═════ Text extract

Plaintiff was accepted into an associate supervisor program for the United States Postal Service, but was terminated after three weeks in the program following his failure to achieve a passing score on the tests administered at the end of weeks 1 and 2. He sued, alleging that age was a factor in his termination. The court found no direct evidence of age discrimination or statistical evidence of disparate impact. Of those who had been previously dismissed for failure to achieve passing scores, five were under the age of 40 and three over the age of 40. The only other support for plaintiff’s claim was his assertion that he “couldn’t think of any ... reason why they would let me go” other than his age. The court rejected plaintiff’s claims and granted summary judgment to the Postal Service.

Rhodes v. Cracker Barrel Old Country Store, Inc. ,
213 F.R.D. 619 (N.D. Ga. 2003).

African-American employees, former employees, and applicants sued a restaurant chain alleging continuing systemic racial discrimination in employment through discriminatory selection and compensation procedures. The decision rendered in this opinion was a denial of class certification. Among the employment practices that plaintiffs challenged was defendant’s Personal Achievement Responsibility Program (“PAR” Program). Five PAR levels existed for each of defendant’s nine hourly store positions. An employee could progress from one PAR level to the next PAR level by working a specific time in his or her existing PAR level, receiving a passing score on his or her evaluation, and passing a written test. The passing score required for evaluations and written tests increased at each level. The court noted, without reaching the merits of plaintiffs’ claim, that to prove disparate impact, plaintiffs would have to present evidence concerning an individual’s PAR level, whether the individual passed a performance evaluation (and, if the individual did not pass a performance evaluation, whether his manager evaluated him in a non-discriminatory manner), whether the employee studied sufficiently to pass the PAR test, and whether he attained the next PAR level. Denying class certification, the court concluded that common issues were not raised by the class as required by Federal Rule of Civil Procedure 23(a). Thus, none of plaintiffs’ claims, which attacked all of defendant’s employment practices, were deemed suitable for class treatment.

Ricci v. DeStefano,
2006 WL 2828419 (D. Conn. 2006).

Seventeen white and one Hispanic candidate challenged the New Haven Civil Service Board’s (“CSB”) decision not to use certain test results during its promotion process. Although this is more of a disparate treatment claim rather than one of disparate impact, the analysis is interesting.

══════════

* Short task A: Return each line of the rows below that contains the string "hand", with case counting.

═════ Exercise material

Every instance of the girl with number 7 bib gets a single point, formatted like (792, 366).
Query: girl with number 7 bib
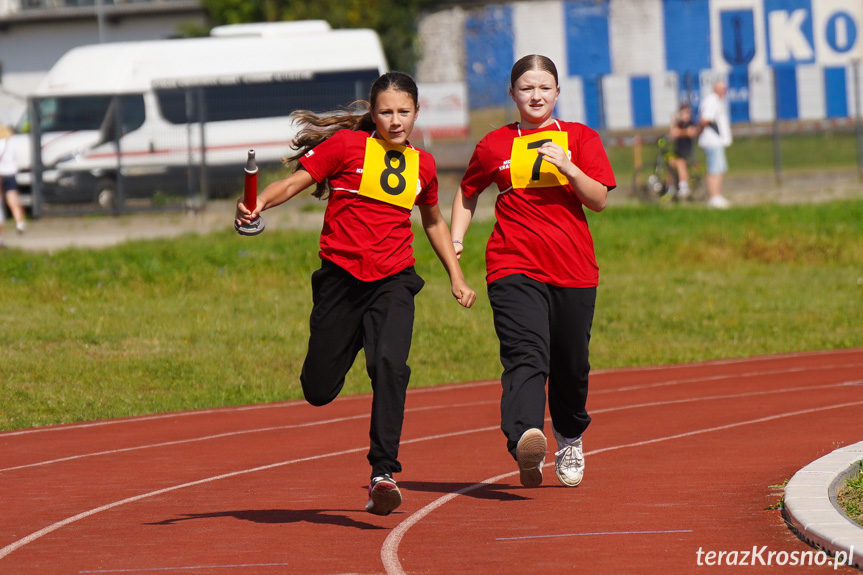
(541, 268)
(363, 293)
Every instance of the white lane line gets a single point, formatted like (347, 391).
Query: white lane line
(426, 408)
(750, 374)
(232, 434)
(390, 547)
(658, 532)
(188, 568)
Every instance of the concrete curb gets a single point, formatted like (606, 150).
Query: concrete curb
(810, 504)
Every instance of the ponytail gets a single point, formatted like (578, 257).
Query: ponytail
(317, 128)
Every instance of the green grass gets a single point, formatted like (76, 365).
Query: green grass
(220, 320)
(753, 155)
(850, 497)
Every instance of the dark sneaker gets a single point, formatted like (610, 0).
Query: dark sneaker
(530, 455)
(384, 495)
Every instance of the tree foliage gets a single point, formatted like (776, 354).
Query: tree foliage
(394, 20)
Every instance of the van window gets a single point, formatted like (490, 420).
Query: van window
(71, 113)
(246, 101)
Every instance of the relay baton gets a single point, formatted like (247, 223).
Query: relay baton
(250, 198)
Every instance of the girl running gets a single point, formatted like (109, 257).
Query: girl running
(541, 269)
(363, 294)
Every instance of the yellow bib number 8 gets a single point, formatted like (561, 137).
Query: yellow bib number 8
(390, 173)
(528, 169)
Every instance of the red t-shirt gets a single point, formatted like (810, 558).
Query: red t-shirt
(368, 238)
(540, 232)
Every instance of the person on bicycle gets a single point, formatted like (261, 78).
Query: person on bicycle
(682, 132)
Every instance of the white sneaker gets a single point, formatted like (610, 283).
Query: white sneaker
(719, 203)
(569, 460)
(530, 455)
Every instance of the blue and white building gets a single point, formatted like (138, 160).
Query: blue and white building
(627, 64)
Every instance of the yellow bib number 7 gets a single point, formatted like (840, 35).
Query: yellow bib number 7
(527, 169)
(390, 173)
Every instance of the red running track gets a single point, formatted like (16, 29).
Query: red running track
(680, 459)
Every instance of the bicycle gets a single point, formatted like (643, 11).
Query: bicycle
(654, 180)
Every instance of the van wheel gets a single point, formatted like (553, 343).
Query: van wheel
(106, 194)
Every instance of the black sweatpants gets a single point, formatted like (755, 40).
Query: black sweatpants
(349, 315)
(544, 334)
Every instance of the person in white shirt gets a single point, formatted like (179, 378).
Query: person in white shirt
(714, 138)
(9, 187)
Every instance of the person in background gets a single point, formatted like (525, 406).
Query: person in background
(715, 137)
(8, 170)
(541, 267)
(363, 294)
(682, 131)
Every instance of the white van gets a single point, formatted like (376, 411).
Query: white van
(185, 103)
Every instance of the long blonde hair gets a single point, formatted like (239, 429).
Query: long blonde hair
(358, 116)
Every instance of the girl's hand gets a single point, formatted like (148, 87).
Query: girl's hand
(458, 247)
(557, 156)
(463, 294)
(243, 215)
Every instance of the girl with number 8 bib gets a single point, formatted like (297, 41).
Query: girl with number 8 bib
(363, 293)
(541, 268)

══════════
═════ Exercise material

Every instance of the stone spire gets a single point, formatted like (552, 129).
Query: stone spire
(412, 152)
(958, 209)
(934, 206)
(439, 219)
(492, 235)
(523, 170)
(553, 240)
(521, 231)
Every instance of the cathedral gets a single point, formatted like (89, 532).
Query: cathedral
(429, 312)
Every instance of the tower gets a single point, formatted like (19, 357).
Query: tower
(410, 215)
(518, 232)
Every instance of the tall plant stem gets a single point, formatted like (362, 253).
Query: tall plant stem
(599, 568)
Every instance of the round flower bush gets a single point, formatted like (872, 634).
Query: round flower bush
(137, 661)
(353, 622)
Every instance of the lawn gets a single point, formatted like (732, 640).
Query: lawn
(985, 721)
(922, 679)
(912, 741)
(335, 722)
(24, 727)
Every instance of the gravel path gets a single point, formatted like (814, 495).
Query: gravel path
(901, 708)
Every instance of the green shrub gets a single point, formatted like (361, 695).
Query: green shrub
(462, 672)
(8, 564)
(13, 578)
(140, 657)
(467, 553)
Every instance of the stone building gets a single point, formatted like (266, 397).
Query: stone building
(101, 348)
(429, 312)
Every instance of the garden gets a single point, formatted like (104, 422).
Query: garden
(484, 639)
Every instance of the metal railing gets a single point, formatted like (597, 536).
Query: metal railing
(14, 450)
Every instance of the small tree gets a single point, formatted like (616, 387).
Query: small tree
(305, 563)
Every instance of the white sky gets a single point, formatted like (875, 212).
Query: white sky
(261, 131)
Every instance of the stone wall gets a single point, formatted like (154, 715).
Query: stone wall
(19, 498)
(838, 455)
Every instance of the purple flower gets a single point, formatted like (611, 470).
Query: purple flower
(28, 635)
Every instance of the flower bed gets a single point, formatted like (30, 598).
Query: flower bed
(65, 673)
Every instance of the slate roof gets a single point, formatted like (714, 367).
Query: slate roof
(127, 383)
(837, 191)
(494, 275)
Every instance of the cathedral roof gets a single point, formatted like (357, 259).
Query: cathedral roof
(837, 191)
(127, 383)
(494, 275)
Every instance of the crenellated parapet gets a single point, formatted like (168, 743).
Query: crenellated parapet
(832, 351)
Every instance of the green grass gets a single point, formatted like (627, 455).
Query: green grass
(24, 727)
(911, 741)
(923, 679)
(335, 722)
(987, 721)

══════════

* Short task B: Reproduce the passage of the case summaries word for word, from "Seventeen white and" up to and including "analysis is interesting.".

* Correct answer A:
Every instance of the girl's hand gets a single point, formatted like (148, 87).
Query: girl's hand

* Correct answer B:
Seventeen white and one Hispanic candidate challenged the New Haven Civil Service Board’s (“CSB”) decision not to use certain test results during its promotion process. Although this is more of a disparate treatment claim rather than one of disparate impact, the analysis is interesting.